▶ [PROVIDED TEXT]:
In contrast, distance-based measures such as the Minkowski distance, Canberra distance, and Dice coefficient consistently underperform across all metrics. The Minkowski distance, in particular, shows the poorest performance, with its AUC ROC (0.498) indicating no better discriminative power than random chance. These results suggest that distance-based measures may not be well-suited for this specific semantic similarity task, possibly due to their sensitivity to feature scales and inability to capture nuanced semantic relationships.

The significant performance gap between the Pearson correlation coefficient and other measures underscores the critical importance of selecting an appropriate similarity measure for semantic textual similarity tasks. The choice of measure can dramatically impact the model’s overall performance, reliability, and ability to generalize [18,19].

Furthermore, the analysis reveals interesting patterns in the behavior of different measures. Distance-based measures tend to achieve their best results at extreme thresholds, suggesting a misalignment with the underlying distribution of similarity scores in the dataset. This observation highlights the need for careful consideration of the mathematical properties of similarity measures in relation to the specific characteristics of the task and dataset at hand.

In conclusion, the fundamental similarity functions’ analysis provides strong support for the use of the Pearson correlation coefficient and the Cosine similarity in scenarios where maximizing performance metrics is the primary goal. However, it also highlights the Jaccard similarity as an excellent choice when stability and consistency across different evaluation criteria are prioritized. The stable performance of the Jaccard similarity, coupled with its consistent optimal threshold, makes it a reliable and practical option for many real-world applications of semantic textual similarity.

▶ [SET TASK 1]: According to the passage on similarity measures, what AUC ROC value does the Minkowski distance obtain?

▶ [INPUT ROWS]:

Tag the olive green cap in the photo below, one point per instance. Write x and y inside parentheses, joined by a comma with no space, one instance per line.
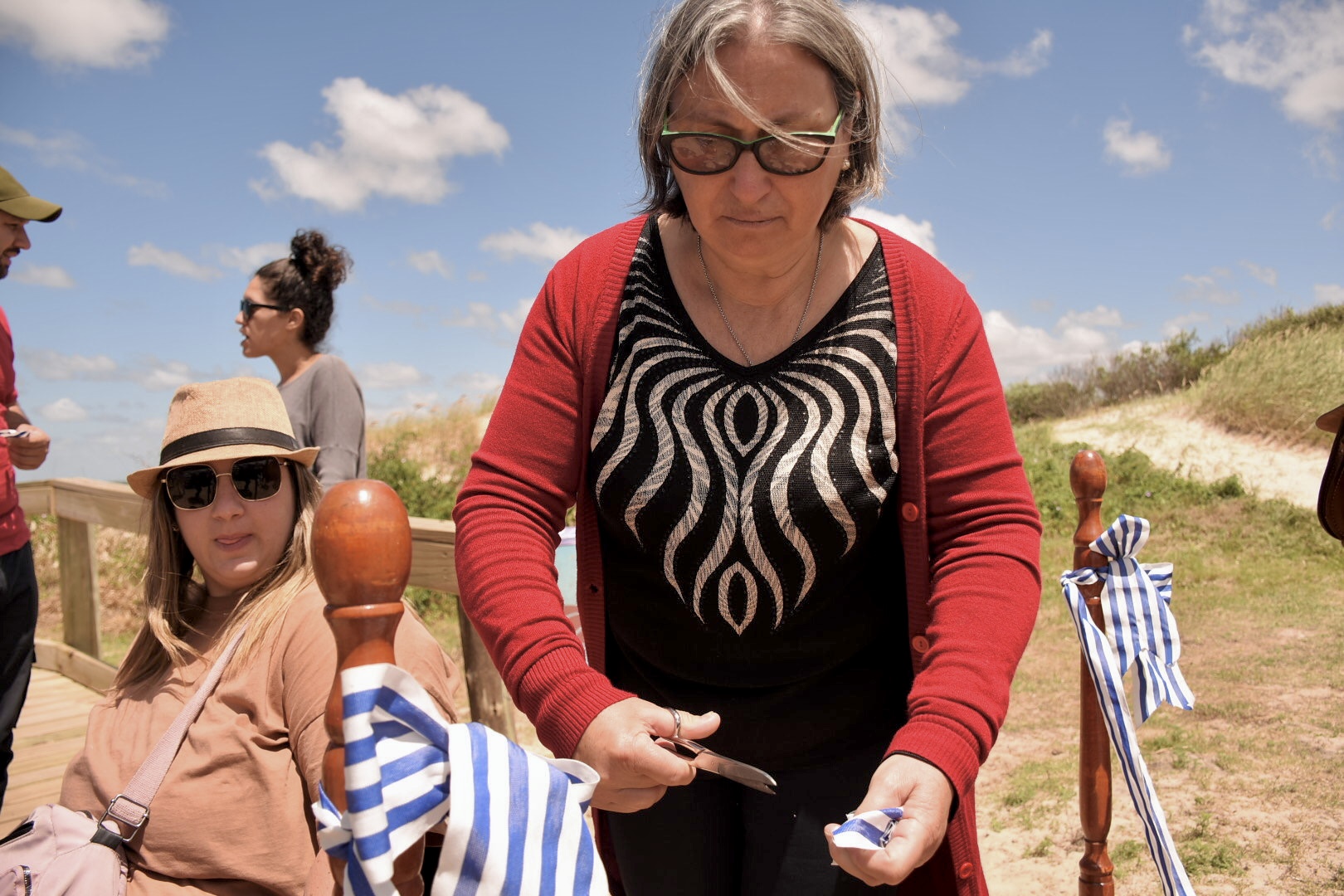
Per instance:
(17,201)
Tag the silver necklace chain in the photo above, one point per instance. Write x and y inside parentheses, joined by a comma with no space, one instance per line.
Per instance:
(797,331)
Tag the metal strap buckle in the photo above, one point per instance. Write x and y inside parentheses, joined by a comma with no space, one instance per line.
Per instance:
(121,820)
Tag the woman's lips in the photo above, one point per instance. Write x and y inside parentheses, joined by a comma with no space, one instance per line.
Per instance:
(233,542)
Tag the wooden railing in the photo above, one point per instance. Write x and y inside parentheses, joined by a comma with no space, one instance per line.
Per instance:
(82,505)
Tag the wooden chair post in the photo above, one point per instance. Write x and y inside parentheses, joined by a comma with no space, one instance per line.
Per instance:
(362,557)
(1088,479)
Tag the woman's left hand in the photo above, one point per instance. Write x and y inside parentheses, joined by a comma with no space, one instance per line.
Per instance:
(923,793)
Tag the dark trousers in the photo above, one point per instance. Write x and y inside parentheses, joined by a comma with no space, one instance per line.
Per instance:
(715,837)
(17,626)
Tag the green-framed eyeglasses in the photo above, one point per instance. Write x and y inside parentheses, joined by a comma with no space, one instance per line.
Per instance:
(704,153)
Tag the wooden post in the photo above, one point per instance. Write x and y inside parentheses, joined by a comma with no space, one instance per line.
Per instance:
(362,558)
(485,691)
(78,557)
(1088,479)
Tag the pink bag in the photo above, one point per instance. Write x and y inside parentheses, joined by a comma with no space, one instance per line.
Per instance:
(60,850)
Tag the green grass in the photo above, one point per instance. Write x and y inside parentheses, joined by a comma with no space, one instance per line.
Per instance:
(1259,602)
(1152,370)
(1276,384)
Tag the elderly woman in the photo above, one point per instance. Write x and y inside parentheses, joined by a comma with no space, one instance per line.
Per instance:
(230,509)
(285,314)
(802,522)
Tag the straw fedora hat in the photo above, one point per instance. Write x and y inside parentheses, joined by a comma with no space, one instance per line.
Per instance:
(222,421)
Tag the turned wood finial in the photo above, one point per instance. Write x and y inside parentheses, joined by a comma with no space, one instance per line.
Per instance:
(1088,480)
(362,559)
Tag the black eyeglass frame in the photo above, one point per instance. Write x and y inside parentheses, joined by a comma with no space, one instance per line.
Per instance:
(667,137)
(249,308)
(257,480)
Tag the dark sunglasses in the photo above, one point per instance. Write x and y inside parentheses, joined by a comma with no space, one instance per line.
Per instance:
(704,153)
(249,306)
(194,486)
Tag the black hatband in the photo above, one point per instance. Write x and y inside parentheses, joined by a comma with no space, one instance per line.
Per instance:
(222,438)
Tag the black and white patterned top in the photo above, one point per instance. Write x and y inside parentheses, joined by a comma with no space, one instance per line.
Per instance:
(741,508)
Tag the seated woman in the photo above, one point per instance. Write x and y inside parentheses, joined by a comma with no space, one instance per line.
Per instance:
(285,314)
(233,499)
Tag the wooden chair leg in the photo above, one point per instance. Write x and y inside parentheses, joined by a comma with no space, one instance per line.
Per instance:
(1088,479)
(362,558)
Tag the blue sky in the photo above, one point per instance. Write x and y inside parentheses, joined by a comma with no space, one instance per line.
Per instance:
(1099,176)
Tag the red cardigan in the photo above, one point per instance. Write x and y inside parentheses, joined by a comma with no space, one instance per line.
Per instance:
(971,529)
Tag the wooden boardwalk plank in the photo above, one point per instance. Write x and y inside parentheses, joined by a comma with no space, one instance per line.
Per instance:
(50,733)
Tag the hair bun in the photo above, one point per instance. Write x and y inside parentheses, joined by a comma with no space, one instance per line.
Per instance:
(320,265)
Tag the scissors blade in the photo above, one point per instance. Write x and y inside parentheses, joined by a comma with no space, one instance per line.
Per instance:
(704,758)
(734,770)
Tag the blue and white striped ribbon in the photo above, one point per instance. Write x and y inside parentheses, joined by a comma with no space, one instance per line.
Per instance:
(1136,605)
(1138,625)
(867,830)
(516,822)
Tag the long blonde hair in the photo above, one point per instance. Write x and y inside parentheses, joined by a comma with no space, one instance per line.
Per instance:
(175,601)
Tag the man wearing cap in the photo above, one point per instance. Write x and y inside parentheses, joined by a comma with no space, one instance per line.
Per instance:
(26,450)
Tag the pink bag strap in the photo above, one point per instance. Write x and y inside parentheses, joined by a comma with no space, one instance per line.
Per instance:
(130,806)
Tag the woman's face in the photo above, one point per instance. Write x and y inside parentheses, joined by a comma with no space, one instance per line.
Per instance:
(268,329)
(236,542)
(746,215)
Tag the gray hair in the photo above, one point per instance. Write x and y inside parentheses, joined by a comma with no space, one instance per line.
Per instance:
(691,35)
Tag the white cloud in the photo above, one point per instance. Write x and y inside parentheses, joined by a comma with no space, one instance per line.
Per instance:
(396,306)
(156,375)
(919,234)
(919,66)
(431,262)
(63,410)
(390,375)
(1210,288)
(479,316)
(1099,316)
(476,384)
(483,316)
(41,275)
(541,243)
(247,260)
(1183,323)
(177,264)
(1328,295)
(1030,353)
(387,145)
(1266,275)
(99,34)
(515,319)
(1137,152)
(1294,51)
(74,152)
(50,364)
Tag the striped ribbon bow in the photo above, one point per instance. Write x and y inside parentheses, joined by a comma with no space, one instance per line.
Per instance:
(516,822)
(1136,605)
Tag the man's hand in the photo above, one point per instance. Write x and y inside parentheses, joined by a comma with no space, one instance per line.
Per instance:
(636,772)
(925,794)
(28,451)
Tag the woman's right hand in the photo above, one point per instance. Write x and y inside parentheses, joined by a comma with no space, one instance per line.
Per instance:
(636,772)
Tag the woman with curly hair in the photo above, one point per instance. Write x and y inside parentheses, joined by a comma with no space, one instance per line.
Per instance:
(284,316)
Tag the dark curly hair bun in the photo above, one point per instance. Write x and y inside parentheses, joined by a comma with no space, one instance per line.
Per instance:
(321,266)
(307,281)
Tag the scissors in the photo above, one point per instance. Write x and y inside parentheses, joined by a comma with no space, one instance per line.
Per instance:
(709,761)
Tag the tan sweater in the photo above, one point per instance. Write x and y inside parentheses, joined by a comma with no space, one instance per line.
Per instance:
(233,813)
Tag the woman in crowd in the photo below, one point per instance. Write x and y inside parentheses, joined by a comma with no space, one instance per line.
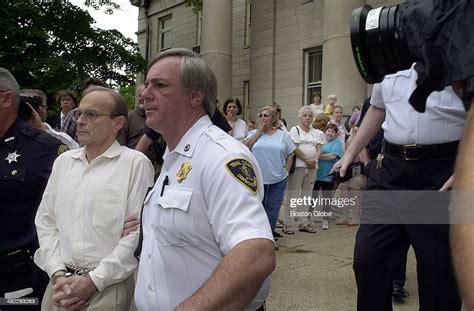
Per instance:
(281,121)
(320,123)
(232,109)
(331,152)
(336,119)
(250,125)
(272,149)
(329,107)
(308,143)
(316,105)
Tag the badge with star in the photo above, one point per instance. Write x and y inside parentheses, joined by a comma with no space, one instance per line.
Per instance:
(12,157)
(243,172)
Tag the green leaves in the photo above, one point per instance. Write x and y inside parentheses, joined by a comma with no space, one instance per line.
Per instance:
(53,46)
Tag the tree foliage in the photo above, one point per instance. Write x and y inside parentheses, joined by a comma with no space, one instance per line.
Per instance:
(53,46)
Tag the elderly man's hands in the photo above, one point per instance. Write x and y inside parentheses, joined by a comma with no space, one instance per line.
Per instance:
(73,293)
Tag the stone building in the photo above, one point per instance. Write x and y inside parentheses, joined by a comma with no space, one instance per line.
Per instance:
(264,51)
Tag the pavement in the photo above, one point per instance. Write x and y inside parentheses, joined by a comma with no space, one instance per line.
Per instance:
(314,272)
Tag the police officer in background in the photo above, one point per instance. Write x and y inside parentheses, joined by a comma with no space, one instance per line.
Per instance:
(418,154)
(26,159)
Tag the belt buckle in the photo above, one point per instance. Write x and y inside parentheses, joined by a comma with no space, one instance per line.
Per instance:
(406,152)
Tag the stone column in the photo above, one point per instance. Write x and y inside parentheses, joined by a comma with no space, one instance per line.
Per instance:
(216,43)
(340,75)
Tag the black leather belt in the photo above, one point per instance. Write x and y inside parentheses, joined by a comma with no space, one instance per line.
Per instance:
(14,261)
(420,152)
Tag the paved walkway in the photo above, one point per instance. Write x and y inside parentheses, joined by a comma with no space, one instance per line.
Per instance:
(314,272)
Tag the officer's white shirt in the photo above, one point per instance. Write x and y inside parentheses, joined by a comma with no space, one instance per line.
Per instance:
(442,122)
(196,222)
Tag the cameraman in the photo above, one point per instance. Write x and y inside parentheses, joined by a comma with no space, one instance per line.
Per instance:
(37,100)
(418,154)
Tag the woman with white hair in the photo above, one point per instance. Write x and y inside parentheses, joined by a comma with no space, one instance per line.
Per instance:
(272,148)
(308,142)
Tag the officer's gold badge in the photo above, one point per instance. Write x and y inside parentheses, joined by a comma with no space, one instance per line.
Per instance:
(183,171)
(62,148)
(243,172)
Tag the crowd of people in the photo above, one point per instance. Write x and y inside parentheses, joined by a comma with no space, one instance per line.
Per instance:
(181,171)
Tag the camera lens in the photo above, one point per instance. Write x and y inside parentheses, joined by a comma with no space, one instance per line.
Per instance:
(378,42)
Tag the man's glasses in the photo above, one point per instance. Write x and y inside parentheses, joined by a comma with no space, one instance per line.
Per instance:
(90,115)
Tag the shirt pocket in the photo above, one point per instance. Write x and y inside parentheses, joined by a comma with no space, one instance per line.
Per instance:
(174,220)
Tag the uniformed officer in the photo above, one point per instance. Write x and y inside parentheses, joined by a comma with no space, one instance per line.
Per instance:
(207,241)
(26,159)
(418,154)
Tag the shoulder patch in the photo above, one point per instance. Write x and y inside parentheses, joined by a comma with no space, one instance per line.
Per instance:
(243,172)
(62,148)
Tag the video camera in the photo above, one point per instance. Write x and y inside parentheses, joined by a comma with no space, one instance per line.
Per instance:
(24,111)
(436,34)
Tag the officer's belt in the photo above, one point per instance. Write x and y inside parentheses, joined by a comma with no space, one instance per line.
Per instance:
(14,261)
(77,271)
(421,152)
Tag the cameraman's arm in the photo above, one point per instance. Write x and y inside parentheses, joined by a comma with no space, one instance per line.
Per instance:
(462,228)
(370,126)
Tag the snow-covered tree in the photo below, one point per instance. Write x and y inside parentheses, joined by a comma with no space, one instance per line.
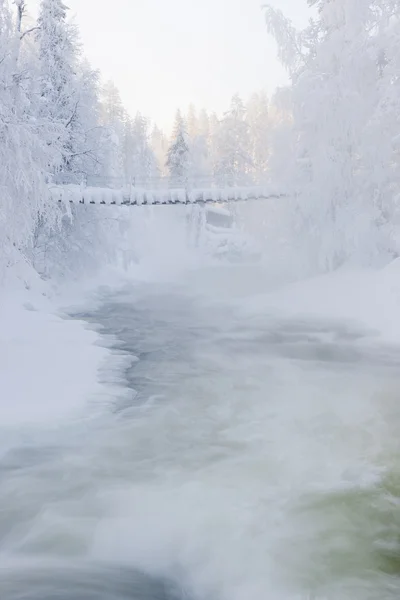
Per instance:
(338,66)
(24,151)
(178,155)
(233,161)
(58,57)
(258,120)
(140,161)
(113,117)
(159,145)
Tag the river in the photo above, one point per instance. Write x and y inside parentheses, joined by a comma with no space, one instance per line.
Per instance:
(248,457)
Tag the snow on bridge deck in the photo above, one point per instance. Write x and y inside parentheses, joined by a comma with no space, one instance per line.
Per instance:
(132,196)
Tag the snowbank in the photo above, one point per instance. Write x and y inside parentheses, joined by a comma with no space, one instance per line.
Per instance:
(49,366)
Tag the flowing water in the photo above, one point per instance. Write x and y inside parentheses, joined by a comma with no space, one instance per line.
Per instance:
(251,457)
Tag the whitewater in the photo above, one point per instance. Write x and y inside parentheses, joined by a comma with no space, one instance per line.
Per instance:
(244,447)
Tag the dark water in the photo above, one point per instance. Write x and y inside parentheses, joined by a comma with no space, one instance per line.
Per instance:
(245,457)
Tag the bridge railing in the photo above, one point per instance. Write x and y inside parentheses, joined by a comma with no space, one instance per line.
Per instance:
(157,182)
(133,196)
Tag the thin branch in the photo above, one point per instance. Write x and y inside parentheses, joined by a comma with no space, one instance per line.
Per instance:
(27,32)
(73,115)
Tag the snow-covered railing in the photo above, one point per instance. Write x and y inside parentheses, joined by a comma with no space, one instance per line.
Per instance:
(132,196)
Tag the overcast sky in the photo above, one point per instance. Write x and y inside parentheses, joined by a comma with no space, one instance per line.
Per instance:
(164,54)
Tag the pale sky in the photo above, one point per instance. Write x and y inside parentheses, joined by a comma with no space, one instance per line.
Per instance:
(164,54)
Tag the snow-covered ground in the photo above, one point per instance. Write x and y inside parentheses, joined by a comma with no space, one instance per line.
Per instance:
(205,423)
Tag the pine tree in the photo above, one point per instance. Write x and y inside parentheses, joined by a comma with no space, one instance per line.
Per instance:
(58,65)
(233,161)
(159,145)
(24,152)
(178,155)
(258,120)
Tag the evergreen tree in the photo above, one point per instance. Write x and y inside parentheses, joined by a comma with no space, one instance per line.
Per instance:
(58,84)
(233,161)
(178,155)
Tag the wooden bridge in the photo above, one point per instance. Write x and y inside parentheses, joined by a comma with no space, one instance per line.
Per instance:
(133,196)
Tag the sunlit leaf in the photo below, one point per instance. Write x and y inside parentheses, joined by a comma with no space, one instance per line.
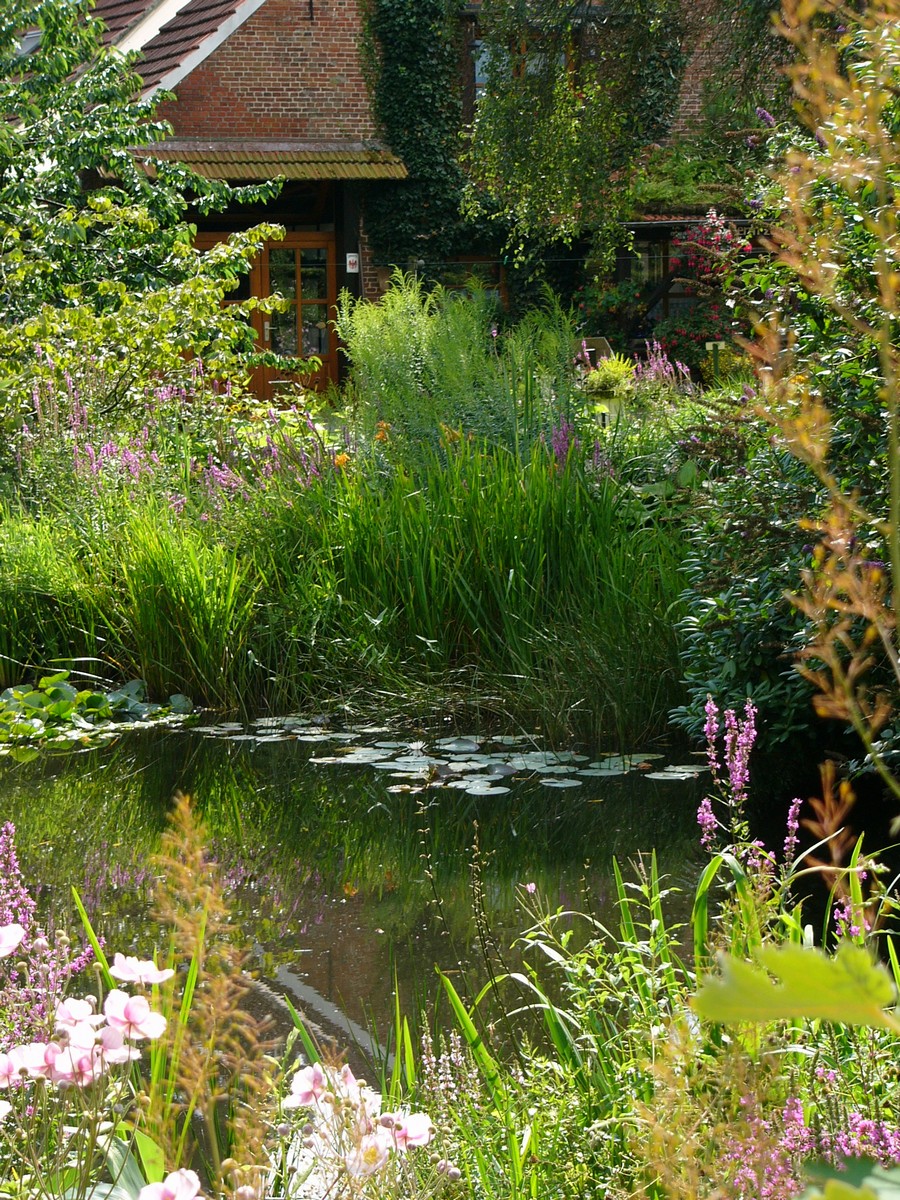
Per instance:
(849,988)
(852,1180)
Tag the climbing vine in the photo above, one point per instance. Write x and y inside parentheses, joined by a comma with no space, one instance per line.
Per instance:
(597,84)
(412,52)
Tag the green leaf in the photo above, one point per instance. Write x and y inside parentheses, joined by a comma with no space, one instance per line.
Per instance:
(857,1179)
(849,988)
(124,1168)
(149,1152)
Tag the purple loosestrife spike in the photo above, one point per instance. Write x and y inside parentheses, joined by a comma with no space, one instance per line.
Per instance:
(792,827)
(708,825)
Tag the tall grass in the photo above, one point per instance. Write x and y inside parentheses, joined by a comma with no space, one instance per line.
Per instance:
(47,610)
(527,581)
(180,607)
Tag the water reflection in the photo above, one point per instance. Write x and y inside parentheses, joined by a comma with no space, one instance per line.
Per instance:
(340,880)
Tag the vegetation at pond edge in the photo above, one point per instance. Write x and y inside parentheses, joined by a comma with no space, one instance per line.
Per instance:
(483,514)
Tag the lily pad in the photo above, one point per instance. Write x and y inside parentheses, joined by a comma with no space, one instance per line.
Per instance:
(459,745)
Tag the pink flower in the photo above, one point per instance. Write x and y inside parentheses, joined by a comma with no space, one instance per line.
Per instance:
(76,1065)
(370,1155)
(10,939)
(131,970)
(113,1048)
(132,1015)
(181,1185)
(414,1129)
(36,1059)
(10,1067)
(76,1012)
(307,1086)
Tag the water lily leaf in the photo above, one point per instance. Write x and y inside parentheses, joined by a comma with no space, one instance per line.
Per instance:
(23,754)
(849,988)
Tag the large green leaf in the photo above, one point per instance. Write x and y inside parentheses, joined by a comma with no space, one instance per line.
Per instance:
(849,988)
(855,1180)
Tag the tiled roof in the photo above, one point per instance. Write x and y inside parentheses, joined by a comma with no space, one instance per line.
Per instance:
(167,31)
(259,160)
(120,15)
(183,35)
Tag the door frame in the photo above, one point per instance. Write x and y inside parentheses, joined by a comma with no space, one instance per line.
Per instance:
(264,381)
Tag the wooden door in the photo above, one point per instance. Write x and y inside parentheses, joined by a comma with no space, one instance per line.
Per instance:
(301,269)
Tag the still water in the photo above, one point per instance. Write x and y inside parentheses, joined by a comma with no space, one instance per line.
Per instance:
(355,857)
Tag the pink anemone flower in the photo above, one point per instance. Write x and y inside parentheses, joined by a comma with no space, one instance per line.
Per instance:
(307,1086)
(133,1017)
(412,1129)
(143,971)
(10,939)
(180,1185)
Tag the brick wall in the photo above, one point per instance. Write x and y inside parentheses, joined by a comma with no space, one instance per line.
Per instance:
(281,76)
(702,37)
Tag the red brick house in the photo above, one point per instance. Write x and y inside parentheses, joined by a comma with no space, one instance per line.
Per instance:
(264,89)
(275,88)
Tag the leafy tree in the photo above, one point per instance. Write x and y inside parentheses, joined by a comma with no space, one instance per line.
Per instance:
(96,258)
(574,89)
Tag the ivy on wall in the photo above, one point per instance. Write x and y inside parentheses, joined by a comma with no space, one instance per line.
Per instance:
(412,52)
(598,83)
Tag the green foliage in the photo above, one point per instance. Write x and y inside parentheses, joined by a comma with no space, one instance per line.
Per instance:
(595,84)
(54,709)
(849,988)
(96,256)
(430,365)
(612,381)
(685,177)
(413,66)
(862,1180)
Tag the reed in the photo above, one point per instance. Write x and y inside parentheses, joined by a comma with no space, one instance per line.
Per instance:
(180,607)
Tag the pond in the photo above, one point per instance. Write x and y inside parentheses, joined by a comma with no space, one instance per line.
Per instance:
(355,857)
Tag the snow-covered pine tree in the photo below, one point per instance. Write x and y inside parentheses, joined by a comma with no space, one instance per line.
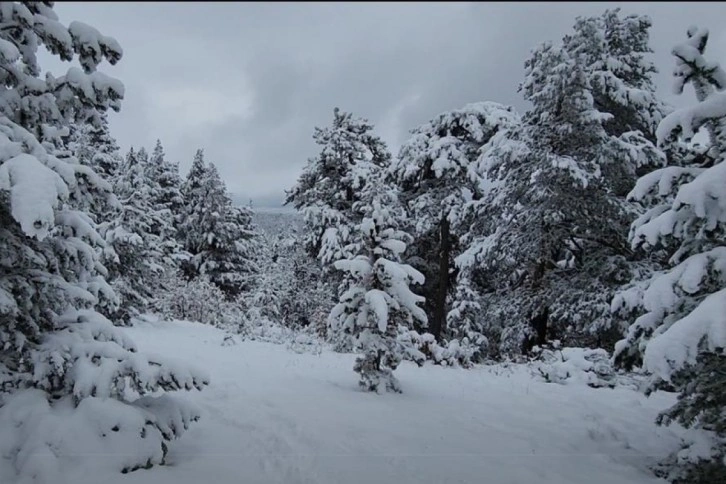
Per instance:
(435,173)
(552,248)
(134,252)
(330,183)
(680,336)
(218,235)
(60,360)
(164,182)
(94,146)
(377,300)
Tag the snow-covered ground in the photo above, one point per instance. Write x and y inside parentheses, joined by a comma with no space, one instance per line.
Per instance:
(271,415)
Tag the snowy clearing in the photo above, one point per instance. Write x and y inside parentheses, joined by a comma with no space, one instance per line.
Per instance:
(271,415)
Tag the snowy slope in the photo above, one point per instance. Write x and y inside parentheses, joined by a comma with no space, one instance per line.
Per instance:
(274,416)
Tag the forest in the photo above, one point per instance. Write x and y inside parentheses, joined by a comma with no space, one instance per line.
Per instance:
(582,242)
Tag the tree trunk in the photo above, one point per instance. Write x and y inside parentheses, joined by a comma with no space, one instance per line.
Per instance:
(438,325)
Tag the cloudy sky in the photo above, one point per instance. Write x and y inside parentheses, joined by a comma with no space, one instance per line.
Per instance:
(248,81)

▶ [SET TASK 2]: Tally the lines of the records that contain the word "vegetation" and state only that number.

▶ [RIGHT ANSWER 1]: 0.498

▶ [RIGHT ANSWER 2]: 1